### Study text
■ ■ ■ ■ ■ ■ ■

Once described as the ‘greatest living Canadian’, Wilder Penfield would have been 127 years on January 26.
Once described as the “greatest living Canadian”, neurosurgeon Wilder Penfield would have been 127 years old on January 26.
Penfield is recognised for his advances in mapping the brain and for the groundbreaking epilepsy treatment known as the Montreal Procedure.
Today, Google is changing its logo in 13 countries to a doodle, or illustration, in his honour.
Despite his success and achievements, he was not able to save his only sister, Ruth, who died from brain cancer, although complex surgery he performed added years to her life. This is his story:
Montreal’s first neurosurgeon
Penfield was born on January 26, in Spokane, Washington. His father, Charles Penfield, was a physician who didn’t succeed in his career.
His father left his family, and Wilder ended up living with his mother, Jean Jefferson, who is the one who told him about the Rhodes Scholarship that he ended up winning.
- He studied neuropathology at Princeton and Merton College in Oxford and then served at a military hospital in Paris. He also studied in Spain and Germany.
Penfield believed studying medicine was “the best way to make the world a better place.”
In 1917 he married Helen Kermott, who shared his altruism and love of helping others. Wilder and Helen had four children. One of his daughters also founded a children’s care centre.
- After taking a surgical apprenticeship, he obtained a position at the Neurological Institute of New York, where he carried out his first solo operation to treat epilepsy.
In 1928, Penfield accepted an invitation to move to Montreal, Quebec. There, Penfield taught at McGill University and the Royal Victoria Hospital, becoming Montreal’s first neurosurgeon.
In 1934, he became a Canadian citizen after he and Dr William Cone founded the Montreal Neurological Institute.
In 1935, he published three case studies describing the psychological effects of frontal lobe surgery.
- He used his experience treating his sister to explain the link between brain and behaviour. He said: “If she were alive, I am sure she would approve of such an analysis in the hope it would help others.”
He kept his family close throughout his career, writing the book Man and His Family, which stressed the need to nurture and encourage positive family life.

■ ■ ■ ■ ■ ■ ■

### Task instructions
Reproduce the stretch of the Wilder Penfield article from "Despite his success" through "Spain and Germany.".

■ ■ ■ ■ ■ ■ ■

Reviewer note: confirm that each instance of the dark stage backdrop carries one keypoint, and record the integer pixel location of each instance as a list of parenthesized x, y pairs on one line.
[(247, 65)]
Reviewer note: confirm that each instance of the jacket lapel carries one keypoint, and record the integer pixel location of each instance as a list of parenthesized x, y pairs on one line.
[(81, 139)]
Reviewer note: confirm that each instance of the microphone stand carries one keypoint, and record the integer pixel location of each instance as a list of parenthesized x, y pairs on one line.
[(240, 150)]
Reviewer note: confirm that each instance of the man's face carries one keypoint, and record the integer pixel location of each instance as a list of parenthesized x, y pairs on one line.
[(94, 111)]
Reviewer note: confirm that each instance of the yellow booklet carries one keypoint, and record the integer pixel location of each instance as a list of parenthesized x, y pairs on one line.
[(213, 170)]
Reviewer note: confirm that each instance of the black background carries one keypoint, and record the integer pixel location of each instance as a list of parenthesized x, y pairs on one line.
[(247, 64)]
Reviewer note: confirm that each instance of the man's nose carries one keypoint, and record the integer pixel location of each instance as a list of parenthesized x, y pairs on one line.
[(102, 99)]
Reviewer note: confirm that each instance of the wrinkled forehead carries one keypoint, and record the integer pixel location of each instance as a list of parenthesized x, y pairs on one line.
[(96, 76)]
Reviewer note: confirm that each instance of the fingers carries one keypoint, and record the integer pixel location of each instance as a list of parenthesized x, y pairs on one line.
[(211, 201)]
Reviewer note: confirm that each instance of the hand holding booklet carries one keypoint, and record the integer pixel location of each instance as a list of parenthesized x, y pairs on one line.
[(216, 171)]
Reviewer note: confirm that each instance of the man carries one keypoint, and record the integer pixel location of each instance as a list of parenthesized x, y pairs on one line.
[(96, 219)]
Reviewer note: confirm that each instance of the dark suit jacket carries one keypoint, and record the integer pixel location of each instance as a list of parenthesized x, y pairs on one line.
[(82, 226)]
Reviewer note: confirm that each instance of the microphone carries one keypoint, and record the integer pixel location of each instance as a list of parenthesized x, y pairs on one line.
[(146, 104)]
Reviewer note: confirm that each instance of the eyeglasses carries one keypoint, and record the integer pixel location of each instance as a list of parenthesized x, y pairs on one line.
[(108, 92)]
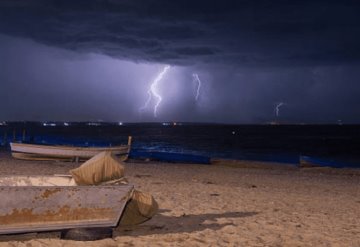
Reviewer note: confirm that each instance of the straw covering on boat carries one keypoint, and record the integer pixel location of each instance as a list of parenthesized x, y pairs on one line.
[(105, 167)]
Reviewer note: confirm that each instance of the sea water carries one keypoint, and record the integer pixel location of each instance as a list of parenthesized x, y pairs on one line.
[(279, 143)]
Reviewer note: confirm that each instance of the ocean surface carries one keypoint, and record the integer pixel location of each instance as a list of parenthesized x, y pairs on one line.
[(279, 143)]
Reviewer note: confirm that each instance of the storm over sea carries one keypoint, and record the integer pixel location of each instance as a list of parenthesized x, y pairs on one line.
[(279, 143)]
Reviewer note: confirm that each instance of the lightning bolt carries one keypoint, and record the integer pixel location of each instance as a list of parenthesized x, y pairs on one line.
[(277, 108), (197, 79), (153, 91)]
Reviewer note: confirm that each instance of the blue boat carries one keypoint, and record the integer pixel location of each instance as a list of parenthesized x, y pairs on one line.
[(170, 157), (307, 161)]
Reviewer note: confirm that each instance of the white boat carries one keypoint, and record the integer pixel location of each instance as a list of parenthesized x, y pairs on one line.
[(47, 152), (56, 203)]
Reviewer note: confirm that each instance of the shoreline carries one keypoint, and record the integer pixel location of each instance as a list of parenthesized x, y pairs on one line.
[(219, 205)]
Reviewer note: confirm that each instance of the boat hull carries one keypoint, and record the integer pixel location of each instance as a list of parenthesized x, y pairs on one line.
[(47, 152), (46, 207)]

■ ■ ■ ■ ■ ■ ■

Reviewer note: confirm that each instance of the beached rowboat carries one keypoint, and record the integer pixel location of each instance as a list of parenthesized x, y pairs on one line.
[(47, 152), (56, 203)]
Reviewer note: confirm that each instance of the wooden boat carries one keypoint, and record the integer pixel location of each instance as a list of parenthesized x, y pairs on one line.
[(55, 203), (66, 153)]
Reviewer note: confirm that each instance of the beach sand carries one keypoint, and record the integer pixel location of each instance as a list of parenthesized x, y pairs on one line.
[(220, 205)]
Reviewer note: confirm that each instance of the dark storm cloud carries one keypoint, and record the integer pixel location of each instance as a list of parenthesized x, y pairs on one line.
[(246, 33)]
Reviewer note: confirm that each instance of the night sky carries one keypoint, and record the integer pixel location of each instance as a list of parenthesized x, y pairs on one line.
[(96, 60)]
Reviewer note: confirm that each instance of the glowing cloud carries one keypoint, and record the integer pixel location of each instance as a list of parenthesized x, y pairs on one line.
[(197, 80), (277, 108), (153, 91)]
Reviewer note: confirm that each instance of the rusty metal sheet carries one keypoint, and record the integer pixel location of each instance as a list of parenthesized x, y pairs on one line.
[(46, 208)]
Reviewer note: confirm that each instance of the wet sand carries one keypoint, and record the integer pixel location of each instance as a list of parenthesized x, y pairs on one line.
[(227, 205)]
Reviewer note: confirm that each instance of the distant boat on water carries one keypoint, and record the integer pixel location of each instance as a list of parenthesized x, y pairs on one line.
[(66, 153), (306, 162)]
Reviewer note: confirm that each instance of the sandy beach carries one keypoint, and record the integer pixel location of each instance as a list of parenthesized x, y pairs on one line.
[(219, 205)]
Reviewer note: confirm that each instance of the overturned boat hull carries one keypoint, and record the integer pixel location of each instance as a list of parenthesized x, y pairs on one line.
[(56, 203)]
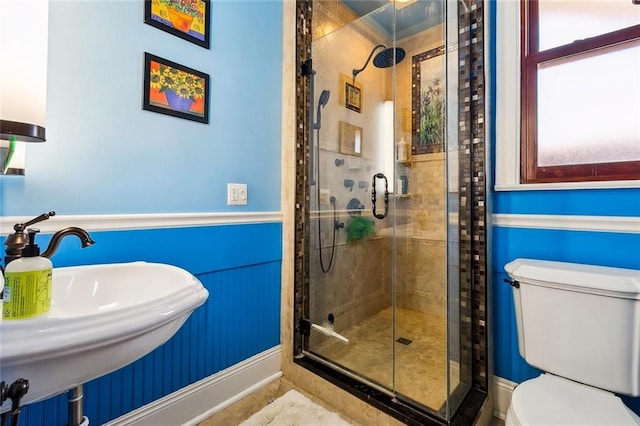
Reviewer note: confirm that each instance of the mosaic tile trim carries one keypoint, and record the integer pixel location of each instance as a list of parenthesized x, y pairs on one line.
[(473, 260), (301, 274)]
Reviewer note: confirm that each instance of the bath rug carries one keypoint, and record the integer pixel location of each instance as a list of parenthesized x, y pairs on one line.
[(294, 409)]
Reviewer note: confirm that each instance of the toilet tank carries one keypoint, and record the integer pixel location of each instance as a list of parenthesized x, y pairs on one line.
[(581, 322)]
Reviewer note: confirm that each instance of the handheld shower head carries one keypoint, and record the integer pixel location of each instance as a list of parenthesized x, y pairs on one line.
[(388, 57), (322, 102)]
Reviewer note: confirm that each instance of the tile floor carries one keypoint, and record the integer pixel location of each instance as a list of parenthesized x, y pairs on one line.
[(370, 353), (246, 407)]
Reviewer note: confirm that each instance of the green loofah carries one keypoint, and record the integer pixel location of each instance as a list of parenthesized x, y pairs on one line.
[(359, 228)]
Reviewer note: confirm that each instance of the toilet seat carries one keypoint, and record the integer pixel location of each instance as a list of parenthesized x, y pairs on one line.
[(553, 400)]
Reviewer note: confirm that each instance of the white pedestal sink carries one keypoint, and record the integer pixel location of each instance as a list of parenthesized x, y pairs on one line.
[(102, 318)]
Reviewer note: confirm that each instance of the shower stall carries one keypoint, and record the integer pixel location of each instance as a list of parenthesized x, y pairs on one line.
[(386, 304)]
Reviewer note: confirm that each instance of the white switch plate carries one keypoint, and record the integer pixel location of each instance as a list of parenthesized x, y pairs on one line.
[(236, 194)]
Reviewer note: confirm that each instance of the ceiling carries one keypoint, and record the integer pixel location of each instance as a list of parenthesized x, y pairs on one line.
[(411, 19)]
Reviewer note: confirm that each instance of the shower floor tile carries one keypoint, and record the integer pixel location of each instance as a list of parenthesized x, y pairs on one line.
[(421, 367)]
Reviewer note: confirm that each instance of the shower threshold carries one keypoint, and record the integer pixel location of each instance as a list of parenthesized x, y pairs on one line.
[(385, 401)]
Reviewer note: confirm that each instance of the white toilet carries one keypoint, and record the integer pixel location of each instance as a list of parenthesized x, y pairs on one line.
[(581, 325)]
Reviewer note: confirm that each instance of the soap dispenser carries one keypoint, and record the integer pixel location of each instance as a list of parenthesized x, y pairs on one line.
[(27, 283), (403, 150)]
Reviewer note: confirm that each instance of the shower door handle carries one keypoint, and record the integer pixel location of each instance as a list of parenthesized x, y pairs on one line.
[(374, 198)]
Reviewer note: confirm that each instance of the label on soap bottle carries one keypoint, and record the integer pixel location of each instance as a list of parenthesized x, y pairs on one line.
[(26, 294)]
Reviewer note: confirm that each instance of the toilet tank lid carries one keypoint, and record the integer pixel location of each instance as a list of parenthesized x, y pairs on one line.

■ ■ ■ ■ ■ ■ ■

### Task solution
Despite his success and achievements, he was not able to save his only sister, Ruth, who died from brain cancer, although complex surgery he performed added years to her life. This is his story:
Montreal’s first neurosurgeon
Penfield was born on January 26, in Spokane, Washington. His father, Charles Penfield, was a physician who didn’t succeed in his career.
His father left his family, and Wilder ended up living with his mother, Jean Jefferson, who is the one who told him about the Rhodes Scholarship that he ended up winning.
- He studied neuropathology at Princeton and Merton College in Oxford and then served at a military hospital in Paris. He also studied in Spain and Germany.